● Stated exercise:
Copy the lines below word for word, starting at the line that contains "red jacket in this photo, one per instance." and continuing up to and including the line that contains "placard in this photo, one per instance.".

● Records supplied:
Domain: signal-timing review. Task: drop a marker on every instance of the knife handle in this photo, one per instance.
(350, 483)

--

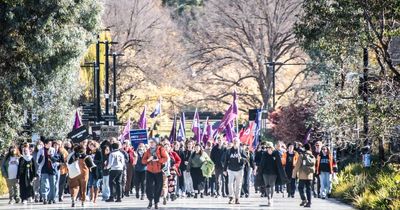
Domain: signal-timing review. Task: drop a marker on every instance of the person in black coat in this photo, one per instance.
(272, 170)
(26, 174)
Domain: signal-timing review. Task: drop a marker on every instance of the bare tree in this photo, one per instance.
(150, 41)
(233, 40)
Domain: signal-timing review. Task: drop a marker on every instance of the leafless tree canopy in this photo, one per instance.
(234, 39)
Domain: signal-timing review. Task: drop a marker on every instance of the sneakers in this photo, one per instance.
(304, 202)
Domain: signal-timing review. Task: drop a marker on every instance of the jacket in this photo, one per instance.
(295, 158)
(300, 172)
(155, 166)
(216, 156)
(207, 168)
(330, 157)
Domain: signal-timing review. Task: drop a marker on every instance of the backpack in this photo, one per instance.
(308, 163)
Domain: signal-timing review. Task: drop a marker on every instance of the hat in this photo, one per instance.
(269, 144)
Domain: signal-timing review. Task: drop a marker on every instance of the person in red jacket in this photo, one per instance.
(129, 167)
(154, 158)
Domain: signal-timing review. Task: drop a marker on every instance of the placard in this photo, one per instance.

● Response for this exercise:
Domain: signal-timing review. Task: drop a marker on every instance of the person in red jacket in this photo, one per instance.
(129, 167)
(154, 158)
Domain: signal-timing review. Task: drop a marker on every instance of the placard in this photo, one per instance.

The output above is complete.